Aim of the task -
Please output the records below word for word and omit the pictures.

===== Source data

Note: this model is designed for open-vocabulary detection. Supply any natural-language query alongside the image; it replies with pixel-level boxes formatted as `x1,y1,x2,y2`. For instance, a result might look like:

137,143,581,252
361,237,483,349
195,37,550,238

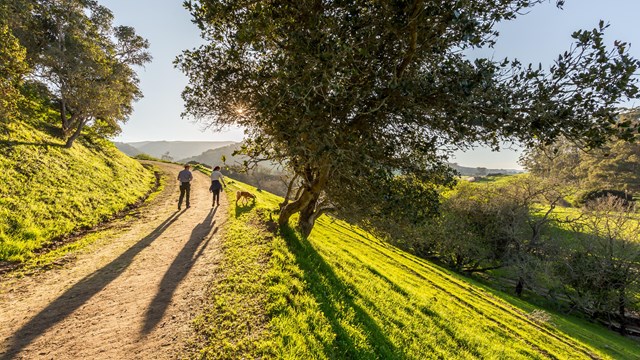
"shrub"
579,189,634,206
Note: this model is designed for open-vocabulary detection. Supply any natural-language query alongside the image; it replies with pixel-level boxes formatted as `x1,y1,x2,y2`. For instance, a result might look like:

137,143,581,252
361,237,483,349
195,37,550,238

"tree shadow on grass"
1,211,183,360
280,225,404,359
141,208,218,334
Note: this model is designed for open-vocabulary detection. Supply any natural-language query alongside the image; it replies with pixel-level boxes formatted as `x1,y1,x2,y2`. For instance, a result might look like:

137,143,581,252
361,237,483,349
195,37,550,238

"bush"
133,153,160,161
579,189,634,206
422,182,530,272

==========

Answer space -
Note: this model is designed for open-vocabulary detection. Supply any natural-language query alongside the image; it replies with pixel-level boxes formatted as `x1,y1,x2,y2`. For instance, a result might look like:

137,143,581,252
361,237,483,349
195,37,550,238

"shrub"
579,189,634,206
Note: this model is designed for open-vocabulary detection. Supply any natural-language query alongside the image; it replies with pixel-level boxes formatted as `x1,y1,x2,y2`. For instance, a result might look like:

137,143,581,252
361,237,483,349
195,37,550,238

"tree shadow on grass"
1,211,183,360
280,225,404,359
141,208,218,334
Note: this model is designed for open-vocabulary detection. Supply any natural-language query alongside the image; it replies with pixel-level boxes formatted as `x1,y1,x2,y2`. For instance, a result might look like:

137,143,581,252
361,237,483,349
195,37,550,238

"bush"
133,153,160,161
579,189,634,206
422,182,530,272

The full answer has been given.